> _EXERCISE MATERIAL_
********

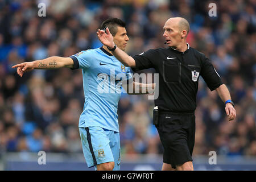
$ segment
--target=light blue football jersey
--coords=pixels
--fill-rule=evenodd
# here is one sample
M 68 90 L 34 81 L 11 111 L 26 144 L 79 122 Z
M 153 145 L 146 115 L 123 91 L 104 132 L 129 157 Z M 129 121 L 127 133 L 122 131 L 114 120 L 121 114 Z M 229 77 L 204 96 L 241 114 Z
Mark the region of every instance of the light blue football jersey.
M 98 126 L 119 132 L 117 106 L 122 81 L 132 77 L 125 67 L 102 47 L 82 51 L 71 57 L 82 69 L 85 102 L 79 127 Z

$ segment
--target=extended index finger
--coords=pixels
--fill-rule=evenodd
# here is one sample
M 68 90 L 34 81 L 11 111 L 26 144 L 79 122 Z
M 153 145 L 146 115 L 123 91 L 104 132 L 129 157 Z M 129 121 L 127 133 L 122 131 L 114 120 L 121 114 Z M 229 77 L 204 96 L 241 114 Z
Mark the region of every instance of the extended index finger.
M 11 67 L 11 68 L 15 68 L 22 67 L 22 66 L 23 66 L 23 63 L 18 64 L 16 64 L 16 65 L 14 65 L 14 66 L 12 66 L 12 67 Z

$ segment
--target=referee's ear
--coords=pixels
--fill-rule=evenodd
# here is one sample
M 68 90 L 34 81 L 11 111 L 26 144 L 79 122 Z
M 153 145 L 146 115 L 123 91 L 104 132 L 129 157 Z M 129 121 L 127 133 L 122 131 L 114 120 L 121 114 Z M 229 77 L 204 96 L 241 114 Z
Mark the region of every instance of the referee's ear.
M 181 31 L 181 39 L 187 38 L 187 35 L 187 35 L 187 30 L 183 30 L 183 31 Z

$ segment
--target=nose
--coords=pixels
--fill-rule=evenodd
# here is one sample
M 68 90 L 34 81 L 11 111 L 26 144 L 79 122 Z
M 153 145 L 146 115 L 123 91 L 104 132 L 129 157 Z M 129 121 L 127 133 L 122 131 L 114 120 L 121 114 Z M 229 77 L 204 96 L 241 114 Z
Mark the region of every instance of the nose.
M 126 35 L 126 37 L 125 38 L 125 40 L 126 41 L 129 41 L 129 38 L 128 37 L 127 35 Z
M 165 38 L 166 38 L 167 36 L 167 35 L 166 35 L 166 31 L 164 31 L 164 32 L 163 33 L 163 36 Z

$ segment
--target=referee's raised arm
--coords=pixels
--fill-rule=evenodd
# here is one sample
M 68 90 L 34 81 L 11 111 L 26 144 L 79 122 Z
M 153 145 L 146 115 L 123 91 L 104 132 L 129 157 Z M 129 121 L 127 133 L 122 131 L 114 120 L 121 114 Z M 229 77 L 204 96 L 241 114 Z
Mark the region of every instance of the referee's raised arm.
M 106 32 L 103 30 L 98 30 L 97 35 L 100 41 L 104 45 L 107 46 L 109 50 L 112 51 L 112 54 L 125 66 L 130 67 L 136 66 L 135 60 L 115 45 L 109 28 L 106 28 Z

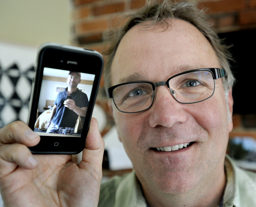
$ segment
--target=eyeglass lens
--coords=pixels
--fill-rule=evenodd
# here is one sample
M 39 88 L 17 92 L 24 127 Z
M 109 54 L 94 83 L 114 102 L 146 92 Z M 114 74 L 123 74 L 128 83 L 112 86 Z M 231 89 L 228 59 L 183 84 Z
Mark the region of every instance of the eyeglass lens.
M 172 78 L 167 83 L 171 94 L 176 100 L 183 103 L 200 102 L 213 94 L 215 83 L 212 73 L 196 71 Z M 151 84 L 147 83 L 128 83 L 113 91 L 114 102 L 120 111 L 139 112 L 148 108 L 154 100 Z

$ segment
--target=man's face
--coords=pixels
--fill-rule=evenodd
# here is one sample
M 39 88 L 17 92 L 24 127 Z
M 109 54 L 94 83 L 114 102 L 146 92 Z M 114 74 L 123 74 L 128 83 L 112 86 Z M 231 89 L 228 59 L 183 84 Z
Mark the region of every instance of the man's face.
M 70 73 L 67 79 L 67 83 L 71 88 L 76 88 L 80 81 L 80 76 L 75 72 Z
M 165 31 L 137 25 L 118 46 L 111 84 L 155 83 L 184 71 L 220 67 L 211 44 L 192 24 L 176 19 Z M 213 96 L 198 103 L 178 103 L 162 86 L 156 88 L 153 105 L 146 111 L 126 114 L 113 106 L 119 138 L 144 190 L 182 193 L 223 178 L 233 99 L 231 92 L 225 98 L 221 79 L 215 84 Z M 156 150 L 188 143 L 189 146 L 177 151 Z

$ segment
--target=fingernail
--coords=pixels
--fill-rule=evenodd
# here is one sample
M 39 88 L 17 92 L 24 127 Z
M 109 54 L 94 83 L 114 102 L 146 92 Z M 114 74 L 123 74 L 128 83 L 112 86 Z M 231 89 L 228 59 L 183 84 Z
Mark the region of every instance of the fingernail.
M 33 155 L 30 155 L 28 157 L 28 161 L 29 163 L 31 165 L 35 165 L 38 163 L 38 162 L 35 159 L 35 157 L 34 157 Z
M 30 129 L 28 129 L 25 131 L 25 136 L 28 140 L 33 139 L 38 136 L 36 134 Z

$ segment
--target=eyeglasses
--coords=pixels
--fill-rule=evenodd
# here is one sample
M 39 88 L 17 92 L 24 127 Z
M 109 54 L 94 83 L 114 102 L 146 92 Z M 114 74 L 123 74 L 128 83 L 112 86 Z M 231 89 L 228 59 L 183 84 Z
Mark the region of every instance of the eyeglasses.
M 136 113 L 151 107 L 157 86 L 166 85 L 178 102 L 194 103 L 211 97 L 215 89 L 214 80 L 226 75 L 224 70 L 219 68 L 196 69 L 176 74 L 166 81 L 127 82 L 110 87 L 107 91 L 108 98 L 113 99 L 119 111 Z

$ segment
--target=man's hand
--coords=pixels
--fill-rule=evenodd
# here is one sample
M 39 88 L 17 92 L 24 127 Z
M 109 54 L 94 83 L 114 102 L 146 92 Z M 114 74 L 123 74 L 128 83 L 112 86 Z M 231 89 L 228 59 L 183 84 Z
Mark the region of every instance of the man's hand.
M 64 106 L 68 107 L 71 110 L 74 110 L 76 107 L 76 102 L 74 100 L 72 99 L 67 99 L 64 101 L 63 103 Z
M 81 116 L 85 116 L 87 110 L 87 107 L 79 108 L 76 105 L 76 102 L 72 99 L 67 99 L 63 103 L 64 106 L 73 110 L 77 114 Z
M 97 206 L 104 143 L 92 118 L 77 164 L 72 156 L 33 155 L 40 137 L 18 121 L 0 129 L 0 189 L 5 206 Z

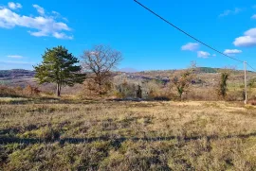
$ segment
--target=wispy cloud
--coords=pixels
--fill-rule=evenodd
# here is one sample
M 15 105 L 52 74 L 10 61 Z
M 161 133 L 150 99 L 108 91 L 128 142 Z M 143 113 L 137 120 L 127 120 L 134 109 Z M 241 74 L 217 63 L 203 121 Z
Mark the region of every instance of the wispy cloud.
M 40 15 L 45 15 L 45 9 L 44 8 L 42 8 L 42 7 L 40 7 L 40 6 L 36 5 L 36 4 L 33 5 L 33 8 L 36 9 L 36 10 L 38 11 L 38 13 Z
M 239 9 L 239 8 L 235 8 L 234 9 L 227 9 L 223 13 L 221 13 L 219 15 L 219 17 L 225 17 L 225 16 L 228 16 L 228 15 L 235 15 L 235 14 L 238 14 L 239 12 L 241 12 L 241 11 L 243 11 L 243 9 Z
M 209 52 L 205 52 L 205 51 L 198 51 L 197 52 L 198 58 L 208 59 L 210 56 L 210 54 Z
M 23 56 L 20 56 L 20 55 L 9 55 L 8 58 L 10 58 L 10 59 L 23 59 Z
M 13 3 L 13 2 L 9 2 L 8 3 L 8 7 L 11 9 L 22 9 L 22 5 L 19 3 Z
M 199 48 L 199 44 L 196 43 L 188 43 L 181 46 L 181 50 L 195 51 Z
M 29 62 L 29 61 L 13 61 L 13 60 L 7 60 L 7 61 L 0 61 L 0 62 L 7 63 L 7 64 L 29 64 L 29 65 L 36 64 L 34 62 Z
M 244 47 L 256 46 L 256 27 L 246 31 L 244 36 L 236 38 L 233 44 Z
M 223 53 L 226 55 L 234 56 L 236 54 L 241 54 L 243 51 L 238 49 L 226 49 Z
M 54 37 L 57 39 L 72 40 L 73 36 L 66 35 L 71 28 L 63 22 L 58 22 L 53 15 L 46 16 L 46 10 L 38 5 L 33 5 L 40 16 L 31 17 L 21 15 L 8 8 L 0 9 L 0 27 L 10 29 L 15 26 L 27 27 L 27 32 L 36 37 Z

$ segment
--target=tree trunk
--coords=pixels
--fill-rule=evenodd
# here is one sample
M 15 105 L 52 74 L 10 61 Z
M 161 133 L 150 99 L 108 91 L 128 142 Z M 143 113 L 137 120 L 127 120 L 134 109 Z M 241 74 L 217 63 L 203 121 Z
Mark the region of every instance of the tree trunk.
M 56 95 L 61 96 L 61 85 L 60 85 L 60 83 L 57 83 Z

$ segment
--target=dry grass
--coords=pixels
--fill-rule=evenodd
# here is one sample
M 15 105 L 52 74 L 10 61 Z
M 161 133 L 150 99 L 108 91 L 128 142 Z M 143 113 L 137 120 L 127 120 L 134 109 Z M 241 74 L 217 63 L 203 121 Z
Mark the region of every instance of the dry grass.
M 256 108 L 239 103 L 45 100 L 0 118 L 4 170 L 256 170 Z

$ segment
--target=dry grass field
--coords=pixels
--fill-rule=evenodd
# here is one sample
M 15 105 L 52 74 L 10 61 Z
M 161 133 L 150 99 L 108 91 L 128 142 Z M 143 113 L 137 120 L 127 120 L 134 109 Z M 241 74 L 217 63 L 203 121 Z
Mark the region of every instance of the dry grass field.
M 6 98 L 1 169 L 256 170 L 256 108 Z

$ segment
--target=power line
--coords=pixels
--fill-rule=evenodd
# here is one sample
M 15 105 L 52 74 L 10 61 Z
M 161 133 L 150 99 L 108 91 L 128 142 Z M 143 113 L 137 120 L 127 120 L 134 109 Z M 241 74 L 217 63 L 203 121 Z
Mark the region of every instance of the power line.
M 247 66 L 250 67 L 253 71 L 256 72 L 256 70 L 250 64 L 247 63 Z
M 156 17 L 160 18 L 161 20 L 163 20 L 163 21 L 166 22 L 167 24 L 169 24 L 169 25 L 171 25 L 172 26 L 174 26 L 174 28 L 176 28 L 177 30 L 181 31 L 182 33 L 186 34 L 187 36 L 191 37 L 192 39 L 197 41 L 198 43 L 204 44 L 205 46 L 210 48 L 211 50 L 214 50 L 215 52 L 217 52 L 217 53 L 219 53 L 219 54 L 221 54 L 221 55 L 224 55 L 225 57 L 228 57 L 228 58 L 229 58 L 229 59 L 232 59 L 232 60 L 237 60 L 237 61 L 239 61 L 239 62 L 241 62 L 241 63 L 244 62 L 244 61 L 242 61 L 242 60 L 237 60 L 237 59 L 233 58 L 233 57 L 228 56 L 227 54 L 225 54 L 225 53 L 223 53 L 223 52 L 221 52 L 221 51 L 219 51 L 219 50 L 217 50 L 217 49 L 211 47 L 210 45 L 209 45 L 209 44 L 203 43 L 202 41 L 196 39 L 195 37 L 193 37 L 193 36 L 192 36 L 191 34 L 187 33 L 186 31 L 182 30 L 182 29 L 179 28 L 178 26 L 174 26 L 174 24 L 172 24 L 172 23 L 169 22 L 168 20 L 164 19 L 163 17 L 161 17 L 161 16 L 158 15 L 157 13 L 154 12 L 152 9 L 150 9 L 149 8 L 147 8 L 146 6 L 144 6 L 143 4 L 139 3 L 139 2 L 137 1 L 137 0 L 134 0 L 134 1 L 135 1 L 136 3 L 137 3 L 139 6 L 141 6 L 142 8 L 144 8 L 145 9 L 147 9 L 148 11 L 150 11 L 151 13 L 153 13 L 154 15 L 155 15 Z M 256 70 L 255 70 L 255 71 L 256 71 Z

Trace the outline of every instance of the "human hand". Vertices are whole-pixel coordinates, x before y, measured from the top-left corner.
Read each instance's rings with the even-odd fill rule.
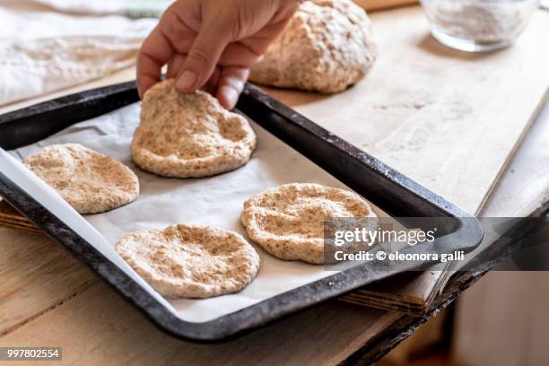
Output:
[[[161,67],[182,92],[204,89],[226,109],[236,105],[250,66],[283,32],[299,0],[178,0],[145,39],[137,87],[160,81]]]

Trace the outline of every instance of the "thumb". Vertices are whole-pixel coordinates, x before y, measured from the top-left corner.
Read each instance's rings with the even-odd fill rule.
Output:
[[[178,76],[179,91],[195,92],[206,83],[229,43],[228,33],[216,25],[202,25]]]

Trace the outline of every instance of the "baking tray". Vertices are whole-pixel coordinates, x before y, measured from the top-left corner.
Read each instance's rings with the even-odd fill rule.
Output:
[[[0,116],[0,147],[12,150],[39,142],[75,123],[137,100],[135,83],[132,82],[70,95]],[[392,216],[432,217],[433,222],[443,218],[444,222],[451,222],[449,226],[442,225],[446,228],[444,234],[448,235],[438,238],[432,243],[433,247],[445,252],[469,252],[480,243],[483,231],[476,219],[273,100],[257,87],[247,84],[237,108],[266,131]],[[398,267],[385,268],[366,263],[216,319],[192,323],[179,318],[1,171],[0,196],[74,257],[91,266],[162,330],[195,341],[224,339],[386,278],[396,272],[430,265],[402,262]],[[401,251],[422,253],[423,249],[421,246],[415,246]]]

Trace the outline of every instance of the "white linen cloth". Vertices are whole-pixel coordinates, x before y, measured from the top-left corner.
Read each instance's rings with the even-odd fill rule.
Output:
[[[46,6],[46,3],[51,4]],[[83,83],[133,65],[143,39],[158,22],[155,18],[83,15],[54,10],[68,10],[72,3],[84,2],[0,0],[0,105]],[[122,1],[85,3],[88,6],[82,9],[97,14],[117,13],[109,4]],[[67,5],[65,8],[64,4]]]

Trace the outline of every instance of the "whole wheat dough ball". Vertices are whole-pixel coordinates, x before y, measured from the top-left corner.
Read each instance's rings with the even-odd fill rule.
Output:
[[[80,214],[100,214],[139,196],[135,173],[120,161],[80,144],[55,144],[23,161]]]
[[[375,58],[370,21],[362,8],[351,0],[306,1],[252,67],[249,80],[339,92],[364,77]]]
[[[204,92],[183,94],[173,79],[147,91],[134,134],[137,166],[163,177],[198,178],[234,170],[256,148],[248,120]]]

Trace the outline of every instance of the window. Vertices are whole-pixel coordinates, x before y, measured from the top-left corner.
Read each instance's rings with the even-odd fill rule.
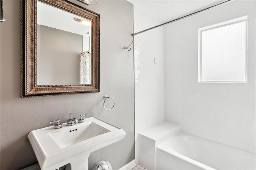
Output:
[[[245,16],[198,29],[198,82],[247,82]]]

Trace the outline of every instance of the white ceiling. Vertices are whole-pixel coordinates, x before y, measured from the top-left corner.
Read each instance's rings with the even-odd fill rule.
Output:
[[[220,0],[127,0],[163,22],[208,7]]]

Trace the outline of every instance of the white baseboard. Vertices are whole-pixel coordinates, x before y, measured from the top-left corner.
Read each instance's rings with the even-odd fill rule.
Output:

********

> _WRITTEN INSTRUCTION_
Recast the lines above as a Markdown table with the columns "Row" and "Line", from the first line to the line with "M 98 126 L 119", both included. Give one row per line with its row number, skip blank lines, leave out the pictures, and include nothing else.

> _TASK OUTPUT_
| Row | Line |
|---|---|
| 1 | $ segment |
| 2 | --target=light blue football jersey |
| 3 | --coords=pixels |
| 4 | --fill-rule=evenodd |
| 5 | # here is one sample |
| 6 | M 68 90 L 34 81 L 11 111 L 26 144 L 79 122 Z |
| 7 | M 153 145 L 146 115 L 123 91 L 104 132 L 129 157 Z M 129 121 L 127 133 L 122 131 L 114 120 L 121 114 Z M 229 77 L 204 96 L 241 114 Z |
| 8 | Mark the region of every instance of the light blue football jersey. |
| 9 | M 98 126 L 119 132 L 117 106 L 122 81 L 132 77 L 125 67 L 102 47 L 82 51 L 71 57 L 82 69 L 85 102 L 79 127 Z |